Short problem: Count how many of the lines below contain the string "fryer". Case matters, so a match must use the same capitalization. Give only the number.

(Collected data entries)
####################

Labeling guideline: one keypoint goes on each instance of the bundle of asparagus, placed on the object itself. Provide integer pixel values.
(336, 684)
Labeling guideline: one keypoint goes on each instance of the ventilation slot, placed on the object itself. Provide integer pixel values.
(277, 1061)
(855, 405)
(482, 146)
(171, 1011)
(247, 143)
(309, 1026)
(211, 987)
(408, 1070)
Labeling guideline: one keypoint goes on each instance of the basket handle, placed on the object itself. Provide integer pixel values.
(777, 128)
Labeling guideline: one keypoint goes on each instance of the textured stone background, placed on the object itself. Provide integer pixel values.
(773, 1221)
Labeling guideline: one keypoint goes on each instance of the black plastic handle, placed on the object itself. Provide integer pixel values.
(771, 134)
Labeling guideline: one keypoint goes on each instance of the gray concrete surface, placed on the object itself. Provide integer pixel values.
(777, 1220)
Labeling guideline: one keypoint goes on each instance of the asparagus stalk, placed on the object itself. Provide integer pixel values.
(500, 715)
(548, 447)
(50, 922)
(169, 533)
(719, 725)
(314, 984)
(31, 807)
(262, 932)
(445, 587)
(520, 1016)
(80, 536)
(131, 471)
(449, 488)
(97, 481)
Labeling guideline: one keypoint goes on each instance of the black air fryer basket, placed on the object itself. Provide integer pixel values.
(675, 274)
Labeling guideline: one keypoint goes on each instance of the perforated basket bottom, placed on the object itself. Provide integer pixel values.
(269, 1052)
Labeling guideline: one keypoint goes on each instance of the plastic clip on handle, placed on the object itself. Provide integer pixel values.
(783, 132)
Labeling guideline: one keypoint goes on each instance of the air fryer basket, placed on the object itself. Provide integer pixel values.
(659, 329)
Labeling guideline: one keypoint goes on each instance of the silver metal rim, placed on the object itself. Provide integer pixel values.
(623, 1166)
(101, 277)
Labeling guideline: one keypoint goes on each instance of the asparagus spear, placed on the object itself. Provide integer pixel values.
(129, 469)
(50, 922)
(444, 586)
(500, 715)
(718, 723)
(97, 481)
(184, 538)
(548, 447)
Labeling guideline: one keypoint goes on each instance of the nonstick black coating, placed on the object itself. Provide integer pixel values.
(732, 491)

####################

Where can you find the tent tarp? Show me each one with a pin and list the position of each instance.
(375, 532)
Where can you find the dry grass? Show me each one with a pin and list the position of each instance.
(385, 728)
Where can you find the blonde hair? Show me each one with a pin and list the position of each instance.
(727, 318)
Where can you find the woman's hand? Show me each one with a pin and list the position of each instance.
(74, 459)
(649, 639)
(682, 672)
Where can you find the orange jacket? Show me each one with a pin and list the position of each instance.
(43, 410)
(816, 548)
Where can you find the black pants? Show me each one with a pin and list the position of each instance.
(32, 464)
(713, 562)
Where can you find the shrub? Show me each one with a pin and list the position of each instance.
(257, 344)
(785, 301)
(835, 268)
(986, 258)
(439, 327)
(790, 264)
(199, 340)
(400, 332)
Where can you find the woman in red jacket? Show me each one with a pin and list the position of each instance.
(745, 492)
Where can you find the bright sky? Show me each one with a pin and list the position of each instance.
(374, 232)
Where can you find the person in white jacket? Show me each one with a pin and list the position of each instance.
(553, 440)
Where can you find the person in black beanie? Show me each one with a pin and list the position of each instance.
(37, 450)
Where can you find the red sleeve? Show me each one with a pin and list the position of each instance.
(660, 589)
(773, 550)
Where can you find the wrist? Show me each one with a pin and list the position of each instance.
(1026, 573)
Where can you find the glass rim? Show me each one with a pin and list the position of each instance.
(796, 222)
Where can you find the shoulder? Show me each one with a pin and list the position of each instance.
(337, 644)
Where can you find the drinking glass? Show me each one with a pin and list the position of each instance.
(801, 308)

####################

Exercise output: 2